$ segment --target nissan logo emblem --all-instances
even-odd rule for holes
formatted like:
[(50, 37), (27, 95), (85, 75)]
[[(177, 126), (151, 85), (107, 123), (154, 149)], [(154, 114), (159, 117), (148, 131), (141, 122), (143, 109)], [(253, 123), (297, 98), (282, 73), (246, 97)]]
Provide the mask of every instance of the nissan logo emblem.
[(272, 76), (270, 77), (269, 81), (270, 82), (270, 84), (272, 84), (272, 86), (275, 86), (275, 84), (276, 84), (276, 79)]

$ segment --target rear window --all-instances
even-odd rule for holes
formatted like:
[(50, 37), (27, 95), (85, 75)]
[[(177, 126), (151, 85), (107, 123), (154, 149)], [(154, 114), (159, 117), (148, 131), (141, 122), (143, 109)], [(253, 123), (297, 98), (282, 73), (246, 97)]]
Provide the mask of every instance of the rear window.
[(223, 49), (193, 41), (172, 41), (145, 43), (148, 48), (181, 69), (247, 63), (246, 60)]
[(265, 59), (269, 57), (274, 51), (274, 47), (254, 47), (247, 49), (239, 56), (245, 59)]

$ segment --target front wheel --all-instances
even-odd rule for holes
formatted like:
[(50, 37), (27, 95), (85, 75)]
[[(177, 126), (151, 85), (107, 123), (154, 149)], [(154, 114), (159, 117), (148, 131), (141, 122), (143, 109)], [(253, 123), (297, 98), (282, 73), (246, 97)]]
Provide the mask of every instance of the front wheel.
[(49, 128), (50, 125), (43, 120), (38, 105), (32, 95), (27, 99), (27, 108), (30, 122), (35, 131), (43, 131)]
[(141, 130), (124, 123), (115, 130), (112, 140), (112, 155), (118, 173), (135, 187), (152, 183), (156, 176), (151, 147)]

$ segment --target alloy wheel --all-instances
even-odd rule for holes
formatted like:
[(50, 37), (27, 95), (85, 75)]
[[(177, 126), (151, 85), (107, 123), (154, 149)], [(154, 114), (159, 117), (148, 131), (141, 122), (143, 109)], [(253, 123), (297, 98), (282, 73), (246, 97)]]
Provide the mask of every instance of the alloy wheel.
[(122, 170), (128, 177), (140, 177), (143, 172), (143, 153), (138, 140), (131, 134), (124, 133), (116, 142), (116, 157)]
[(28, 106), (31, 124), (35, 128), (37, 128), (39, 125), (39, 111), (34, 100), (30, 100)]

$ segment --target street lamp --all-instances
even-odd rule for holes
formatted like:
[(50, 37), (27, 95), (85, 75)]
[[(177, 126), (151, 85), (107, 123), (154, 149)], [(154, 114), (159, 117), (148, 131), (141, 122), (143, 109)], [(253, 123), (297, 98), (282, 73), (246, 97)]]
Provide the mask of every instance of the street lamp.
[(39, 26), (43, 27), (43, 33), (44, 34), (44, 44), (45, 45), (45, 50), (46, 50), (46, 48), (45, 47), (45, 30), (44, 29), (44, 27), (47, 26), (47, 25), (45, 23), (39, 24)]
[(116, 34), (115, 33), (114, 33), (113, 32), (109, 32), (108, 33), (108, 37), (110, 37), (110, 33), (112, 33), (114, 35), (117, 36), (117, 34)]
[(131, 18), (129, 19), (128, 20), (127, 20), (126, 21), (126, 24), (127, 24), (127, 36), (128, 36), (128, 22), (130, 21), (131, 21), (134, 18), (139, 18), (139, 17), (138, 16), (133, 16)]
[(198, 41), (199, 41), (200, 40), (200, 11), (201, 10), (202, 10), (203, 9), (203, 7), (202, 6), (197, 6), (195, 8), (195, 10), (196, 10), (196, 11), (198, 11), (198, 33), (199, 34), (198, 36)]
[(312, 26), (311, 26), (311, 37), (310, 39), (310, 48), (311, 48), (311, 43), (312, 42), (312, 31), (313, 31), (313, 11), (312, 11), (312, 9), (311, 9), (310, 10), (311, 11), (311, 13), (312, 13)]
_____
Copy all of the items above line for line, with no changes.

» **Exercise solution**:
$ segment --target nissan logo emblem --all-instances
even-odd rule for holes
formatted like:
[(50, 37), (27, 95), (85, 75)]
[[(177, 126), (151, 85), (107, 123), (154, 149)], [(154, 114), (159, 117), (148, 131), (141, 122), (143, 109)], [(253, 123), (297, 98), (282, 73), (246, 97)]]
Provide the mask of every instance of the nissan logo emblem.
[(272, 76), (270, 77), (269, 81), (270, 82), (270, 84), (272, 84), (272, 86), (275, 86), (275, 84), (276, 84), (276, 79)]

$ segment --target rear window --all-instances
even-odd rule for holes
formatted like:
[(50, 37), (27, 95), (85, 75)]
[[(177, 126), (151, 85), (107, 123), (154, 149)], [(154, 114), (159, 117), (148, 131), (141, 122), (143, 109)], [(253, 123), (297, 98), (282, 73), (246, 97)]]
Provide the mask of every instance of the rear window.
[(223, 49), (193, 41), (172, 41), (145, 43), (148, 48), (181, 69), (247, 63), (246, 60)]
[(265, 59), (269, 57), (274, 51), (274, 47), (254, 47), (247, 49), (239, 56), (245, 59)]

$ segment --target front wheel --all-instances
even-odd rule for holes
formatted like:
[(50, 37), (27, 95), (85, 75)]
[[(177, 126), (151, 85), (107, 123), (154, 149)], [(154, 114), (159, 117), (148, 131), (141, 122), (143, 109)], [(253, 123), (297, 98), (282, 73), (246, 97)]]
Provide the mask of every instance of the front wheel.
[(49, 128), (50, 125), (43, 120), (38, 105), (32, 95), (27, 99), (27, 108), (30, 122), (35, 131), (43, 131)]
[(141, 130), (124, 123), (115, 130), (112, 140), (112, 155), (118, 173), (135, 187), (152, 183), (156, 176), (151, 147)]

$ segment --target alloy wheel --all-instances
even-odd rule for holes
formatted like:
[(50, 37), (27, 95), (85, 75)]
[[(177, 126), (151, 85), (107, 123), (154, 149)], [(154, 114), (159, 117), (148, 131), (141, 122), (143, 109)], [(253, 123), (297, 98), (282, 73), (246, 97)]]
Provide the mask of every instance of the alloy wheel.
[(122, 170), (128, 177), (140, 177), (143, 172), (143, 153), (138, 140), (131, 134), (124, 133), (116, 142), (116, 157)]
[(28, 106), (31, 124), (35, 128), (37, 128), (39, 125), (39, 111), (34, 100), (30, 100)]

$ segment --target street lamp --all-instances
even-odd rule for holes
formatted like:
[(50, 37), (27, 95), (85, 75)]
[[(177, 126), (151, 85), (107, 123), (154, 149)], [(154, 114), (159, 117), (148, 131), (141, 122), (143, 109)], [(253, 123), (297, 98), (282, 73), (246, 97)]]
Provide the mask of every instance of the street lamp.
[(39, 26), (43, 27), (43, 33), (44, 34), (44, 44), (45, 45), (45, 50), (46, 50), (46, 48), (45, 47), (45, 30), (44, 29), (44, 27), (47, 26), (47, 25), (45, 23), (39, 24)]
[(116, 34), (115, 33), (114, 33), (113, 32), (109, 32), (108, 33), (108, 37), (110, 37), (110, 33), (112, 33), (114, 35), (117, 36), (117, 34)]
[(131, 18), (129, 19), (128, 20), (127, 20), (126, 21), (126, 24), (127, 24), (127, 36), (128, 36), (128, 22), (130, 21), (131, 21), (134, 18), (139, 18), (139, 17), (138, 16), (133, 16)]
[(198, 41), (199, 41), (200, 40), (200, 11), (201, 10), (202, 10), (203, 9), (203, 7), (202, 6), (197, 6), (195, 8), (195, 10), (196, 10), (196, 11), (198, 11), (198, 33), (199, 34), (198, 36)]
[(312, 26), (311, 26), (311, 37), (310, 39), (310, 48), (311, 48), (311, 43), (312, 42), (312, 31), (313, 31), (313, 11), (312, 11), (312, 9), (311, 9), (310, 10), (311, 11), (311, 13), (312, 13)]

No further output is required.